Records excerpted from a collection
────────────────
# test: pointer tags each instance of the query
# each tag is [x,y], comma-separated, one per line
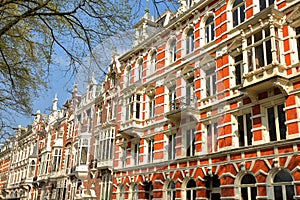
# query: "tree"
[33,31]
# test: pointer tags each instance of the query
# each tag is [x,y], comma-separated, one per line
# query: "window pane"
[271,124]
[281,119]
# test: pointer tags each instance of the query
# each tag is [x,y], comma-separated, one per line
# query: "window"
[122,192]
[105,141]
[298,41]
[151,106]
[191,190]
[172,98]
[190,41]
[106,187]
[135,192]
[153,62]
[276,122]
[189,3]
[150,150]
[190,140]
[110,110]
[238,64]
[172,51]
[265,3]
[248,187]
[212,185]
[238,12]
[190,96]
[56,159]
[136,153]
[83,149]
[283,186]
[128,75]
[140,69]
[259,49]
[210,80]
[171,191]
[244,130]
[209,29]
[148,191]
[31,169]
[171,146]
[133,107]
[212,134]
[124,156]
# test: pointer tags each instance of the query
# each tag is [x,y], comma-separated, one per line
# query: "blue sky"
[61,83]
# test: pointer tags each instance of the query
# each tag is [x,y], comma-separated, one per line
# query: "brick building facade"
[204,106]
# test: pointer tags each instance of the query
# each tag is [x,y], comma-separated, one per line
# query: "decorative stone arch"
[184,186]
[270,180]
[202,26]
[238,179]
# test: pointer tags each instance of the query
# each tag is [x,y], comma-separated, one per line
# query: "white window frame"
[171,146]
[243,123]
[212,129]
[150,150]
[190,142]
[190,41]
[106,185]
[209,29]
[172,50]
[238,12]
[277,122]
[56,160]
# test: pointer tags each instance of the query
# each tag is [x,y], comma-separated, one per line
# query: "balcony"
[266,78]
[182,108]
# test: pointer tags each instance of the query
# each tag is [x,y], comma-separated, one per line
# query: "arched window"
[153,62]
[172,51]
[238,12]
[149,191]
[282,184]
[191,190]
[209,29]
[190,41]
[171,191]
[265,3]
[248,187]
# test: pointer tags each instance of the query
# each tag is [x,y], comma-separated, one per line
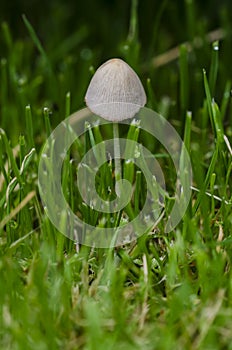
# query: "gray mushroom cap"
[115,91]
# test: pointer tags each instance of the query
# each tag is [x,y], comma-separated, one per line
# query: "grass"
────────────────
Extract each line of the material above that contains the string "window". Matching is case-sensitive.

# query: "window pane"
# query: "window"
# query: "white window frame"
# query: "arched window"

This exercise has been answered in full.